TASK
Can you retype the material word for word, from its first line up to and including the line that contains "POLYGON ((0 930, 1176"?
----
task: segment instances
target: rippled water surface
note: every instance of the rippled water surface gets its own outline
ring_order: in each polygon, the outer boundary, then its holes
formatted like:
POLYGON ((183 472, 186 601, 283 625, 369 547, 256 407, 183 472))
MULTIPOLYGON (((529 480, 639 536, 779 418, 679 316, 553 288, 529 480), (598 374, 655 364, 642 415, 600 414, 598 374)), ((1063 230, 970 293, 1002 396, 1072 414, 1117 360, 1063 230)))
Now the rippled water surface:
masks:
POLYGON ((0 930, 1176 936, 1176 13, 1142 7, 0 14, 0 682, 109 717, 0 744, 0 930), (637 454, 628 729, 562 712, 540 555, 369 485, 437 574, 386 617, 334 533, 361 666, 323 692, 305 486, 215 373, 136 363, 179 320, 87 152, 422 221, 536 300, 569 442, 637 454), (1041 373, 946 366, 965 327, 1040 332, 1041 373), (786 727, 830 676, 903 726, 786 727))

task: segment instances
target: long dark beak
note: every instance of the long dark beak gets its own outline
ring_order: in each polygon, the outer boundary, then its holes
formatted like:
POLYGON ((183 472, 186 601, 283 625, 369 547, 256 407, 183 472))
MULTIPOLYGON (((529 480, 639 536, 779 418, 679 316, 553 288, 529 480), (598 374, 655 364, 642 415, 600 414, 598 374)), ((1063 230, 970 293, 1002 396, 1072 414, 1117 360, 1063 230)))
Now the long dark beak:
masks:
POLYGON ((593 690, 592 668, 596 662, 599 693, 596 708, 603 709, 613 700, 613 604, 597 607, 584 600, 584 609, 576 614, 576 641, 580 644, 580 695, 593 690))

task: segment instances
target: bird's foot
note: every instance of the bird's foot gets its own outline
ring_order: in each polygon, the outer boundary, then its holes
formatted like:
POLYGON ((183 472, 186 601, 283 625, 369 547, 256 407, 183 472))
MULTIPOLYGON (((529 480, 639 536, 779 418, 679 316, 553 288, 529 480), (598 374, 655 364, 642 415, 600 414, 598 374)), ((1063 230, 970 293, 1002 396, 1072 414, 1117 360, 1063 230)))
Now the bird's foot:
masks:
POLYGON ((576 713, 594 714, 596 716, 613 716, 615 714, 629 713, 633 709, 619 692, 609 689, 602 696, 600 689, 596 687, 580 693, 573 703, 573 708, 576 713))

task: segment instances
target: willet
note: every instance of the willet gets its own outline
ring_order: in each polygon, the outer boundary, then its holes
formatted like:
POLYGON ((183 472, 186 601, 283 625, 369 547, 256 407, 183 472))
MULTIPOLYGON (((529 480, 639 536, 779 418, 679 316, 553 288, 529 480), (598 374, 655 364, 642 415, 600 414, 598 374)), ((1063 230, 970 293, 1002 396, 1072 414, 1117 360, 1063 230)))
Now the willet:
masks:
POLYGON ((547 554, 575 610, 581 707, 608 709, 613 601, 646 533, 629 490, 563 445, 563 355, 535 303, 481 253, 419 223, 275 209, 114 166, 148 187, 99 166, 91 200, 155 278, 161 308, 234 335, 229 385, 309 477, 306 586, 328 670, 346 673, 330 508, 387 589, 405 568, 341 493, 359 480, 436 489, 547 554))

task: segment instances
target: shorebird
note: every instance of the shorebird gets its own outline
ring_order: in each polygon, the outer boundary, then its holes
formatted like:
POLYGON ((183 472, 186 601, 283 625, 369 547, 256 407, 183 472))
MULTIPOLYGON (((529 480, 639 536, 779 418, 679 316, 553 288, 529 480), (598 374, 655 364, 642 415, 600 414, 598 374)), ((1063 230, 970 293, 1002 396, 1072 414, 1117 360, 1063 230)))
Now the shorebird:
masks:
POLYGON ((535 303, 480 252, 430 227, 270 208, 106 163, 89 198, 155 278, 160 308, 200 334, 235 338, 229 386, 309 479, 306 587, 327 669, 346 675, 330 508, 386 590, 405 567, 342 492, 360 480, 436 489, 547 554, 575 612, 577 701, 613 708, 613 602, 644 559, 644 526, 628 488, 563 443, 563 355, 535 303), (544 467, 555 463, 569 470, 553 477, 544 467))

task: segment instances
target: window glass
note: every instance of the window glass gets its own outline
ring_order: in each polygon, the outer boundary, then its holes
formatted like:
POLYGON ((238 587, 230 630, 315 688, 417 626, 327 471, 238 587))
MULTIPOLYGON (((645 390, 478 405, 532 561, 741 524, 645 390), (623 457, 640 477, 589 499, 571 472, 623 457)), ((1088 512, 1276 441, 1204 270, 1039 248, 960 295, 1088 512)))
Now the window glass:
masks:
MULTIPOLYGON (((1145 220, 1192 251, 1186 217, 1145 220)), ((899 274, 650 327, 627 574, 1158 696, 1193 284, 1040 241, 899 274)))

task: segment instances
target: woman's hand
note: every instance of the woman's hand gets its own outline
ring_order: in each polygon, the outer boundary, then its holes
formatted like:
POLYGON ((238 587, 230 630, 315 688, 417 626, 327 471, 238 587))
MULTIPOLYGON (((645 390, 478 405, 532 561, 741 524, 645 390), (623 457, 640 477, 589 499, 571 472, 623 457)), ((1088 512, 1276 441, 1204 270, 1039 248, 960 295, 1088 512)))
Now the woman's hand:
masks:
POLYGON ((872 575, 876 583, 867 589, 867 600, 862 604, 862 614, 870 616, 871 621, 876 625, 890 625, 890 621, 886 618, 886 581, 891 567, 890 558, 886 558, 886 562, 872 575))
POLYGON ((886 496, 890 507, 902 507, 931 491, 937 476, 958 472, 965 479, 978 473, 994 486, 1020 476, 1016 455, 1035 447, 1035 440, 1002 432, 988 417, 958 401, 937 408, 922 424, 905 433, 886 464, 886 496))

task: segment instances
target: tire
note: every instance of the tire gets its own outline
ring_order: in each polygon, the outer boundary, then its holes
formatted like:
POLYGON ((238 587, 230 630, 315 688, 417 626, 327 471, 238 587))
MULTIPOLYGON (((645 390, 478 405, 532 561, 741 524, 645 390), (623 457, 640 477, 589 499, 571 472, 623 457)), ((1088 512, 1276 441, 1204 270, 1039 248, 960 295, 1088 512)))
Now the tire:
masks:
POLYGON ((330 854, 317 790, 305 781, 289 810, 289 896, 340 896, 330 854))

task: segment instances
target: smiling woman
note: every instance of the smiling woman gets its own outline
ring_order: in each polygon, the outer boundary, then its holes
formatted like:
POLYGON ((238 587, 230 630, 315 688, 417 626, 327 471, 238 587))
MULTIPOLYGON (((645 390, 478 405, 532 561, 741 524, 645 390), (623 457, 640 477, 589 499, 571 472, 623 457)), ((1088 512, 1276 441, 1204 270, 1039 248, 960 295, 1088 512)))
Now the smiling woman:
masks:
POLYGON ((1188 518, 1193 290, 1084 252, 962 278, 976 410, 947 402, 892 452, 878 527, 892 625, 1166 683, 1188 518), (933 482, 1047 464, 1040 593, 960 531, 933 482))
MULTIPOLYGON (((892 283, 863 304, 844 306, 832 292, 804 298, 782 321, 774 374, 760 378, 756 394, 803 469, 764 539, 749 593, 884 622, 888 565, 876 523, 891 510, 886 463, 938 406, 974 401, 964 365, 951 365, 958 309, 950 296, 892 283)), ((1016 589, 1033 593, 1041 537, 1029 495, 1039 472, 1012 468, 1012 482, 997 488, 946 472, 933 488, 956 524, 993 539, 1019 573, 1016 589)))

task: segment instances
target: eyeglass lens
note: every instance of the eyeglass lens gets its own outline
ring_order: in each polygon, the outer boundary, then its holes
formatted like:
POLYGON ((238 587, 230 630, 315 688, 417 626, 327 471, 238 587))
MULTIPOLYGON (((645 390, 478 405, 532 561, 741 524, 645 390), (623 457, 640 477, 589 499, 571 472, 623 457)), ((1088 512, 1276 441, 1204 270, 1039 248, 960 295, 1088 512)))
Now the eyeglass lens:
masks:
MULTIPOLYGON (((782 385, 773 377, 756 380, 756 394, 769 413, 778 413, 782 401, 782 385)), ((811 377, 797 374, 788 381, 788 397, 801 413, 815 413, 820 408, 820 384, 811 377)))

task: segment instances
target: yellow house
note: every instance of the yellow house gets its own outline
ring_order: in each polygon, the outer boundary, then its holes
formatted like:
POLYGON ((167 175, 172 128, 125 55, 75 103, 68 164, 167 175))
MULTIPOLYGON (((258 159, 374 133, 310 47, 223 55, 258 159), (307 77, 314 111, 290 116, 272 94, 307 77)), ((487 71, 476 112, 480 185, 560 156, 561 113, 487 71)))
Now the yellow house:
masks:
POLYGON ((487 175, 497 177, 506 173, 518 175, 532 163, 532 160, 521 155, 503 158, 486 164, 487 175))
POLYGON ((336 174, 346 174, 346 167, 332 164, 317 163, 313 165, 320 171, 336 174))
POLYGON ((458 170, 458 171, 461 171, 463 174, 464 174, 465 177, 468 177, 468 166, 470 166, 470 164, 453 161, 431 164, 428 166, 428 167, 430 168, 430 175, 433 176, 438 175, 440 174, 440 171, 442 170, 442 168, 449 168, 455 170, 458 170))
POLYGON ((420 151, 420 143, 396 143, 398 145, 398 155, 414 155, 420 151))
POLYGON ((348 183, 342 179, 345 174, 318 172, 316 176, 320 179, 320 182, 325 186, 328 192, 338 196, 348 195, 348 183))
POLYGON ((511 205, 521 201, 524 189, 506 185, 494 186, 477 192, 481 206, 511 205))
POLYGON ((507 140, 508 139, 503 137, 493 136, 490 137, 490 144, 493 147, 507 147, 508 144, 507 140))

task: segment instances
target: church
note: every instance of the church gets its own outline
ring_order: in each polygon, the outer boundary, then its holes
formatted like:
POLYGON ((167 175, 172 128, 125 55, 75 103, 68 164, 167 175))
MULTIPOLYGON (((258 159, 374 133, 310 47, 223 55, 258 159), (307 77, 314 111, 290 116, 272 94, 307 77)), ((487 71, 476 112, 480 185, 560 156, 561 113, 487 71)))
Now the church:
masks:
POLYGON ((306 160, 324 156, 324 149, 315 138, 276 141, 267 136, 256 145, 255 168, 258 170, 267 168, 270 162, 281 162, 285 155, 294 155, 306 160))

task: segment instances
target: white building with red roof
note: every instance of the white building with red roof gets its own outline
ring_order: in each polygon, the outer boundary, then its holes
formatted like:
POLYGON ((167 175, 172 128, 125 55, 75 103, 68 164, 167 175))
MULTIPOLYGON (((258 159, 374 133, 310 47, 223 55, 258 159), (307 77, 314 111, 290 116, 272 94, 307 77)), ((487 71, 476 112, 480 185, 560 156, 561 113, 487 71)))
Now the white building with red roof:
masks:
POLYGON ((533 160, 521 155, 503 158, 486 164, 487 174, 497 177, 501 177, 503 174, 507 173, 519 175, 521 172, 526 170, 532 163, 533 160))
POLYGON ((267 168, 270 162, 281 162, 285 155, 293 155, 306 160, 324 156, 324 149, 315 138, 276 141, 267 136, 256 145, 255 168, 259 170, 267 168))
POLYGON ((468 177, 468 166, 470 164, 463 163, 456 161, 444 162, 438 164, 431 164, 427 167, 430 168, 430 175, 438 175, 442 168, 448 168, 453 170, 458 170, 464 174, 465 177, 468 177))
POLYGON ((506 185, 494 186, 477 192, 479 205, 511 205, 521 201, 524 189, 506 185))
----
PROBLEM SOLUTION
task: segment instances
target: rippled water surface
note: every instance of the rippled water surface gets its own outline
ring_order: in each polygon, the outer boundary, then its holes
formatted like:
POLYGON ((183 472, 186 601, 283 625, 369 547, 256 407, 183 472))
MULTIPOLYGON (((529 480, 639 536, 779 418, 679 316, 553 288, 529 480), (598 374, 655 364, 642 415, 600 414, 598 374)), ((1063 230, 970 293, 1002 396, 1072 414, 1117 360, 1063 230)))
Now the rippled water surface:
masks:
POLYGON ((0 930, 1176 936, 1176 13, 1142 7, 0 14, 0 682, 109 717, 0 744, 0 930), (637 454, 628 729, 562 712, 540 555, 369 485, 437 574, 386 617, 334 533, 361 666, 323 692, 305 486, 215 373, 136 363, 179 320, 87 152, 422 221, 536 300, 569 442, 637 454), (1041 373, 946 366, 965 327, 1040 332, 1041 373), (786 727, 830 676, 903 726, 786 727))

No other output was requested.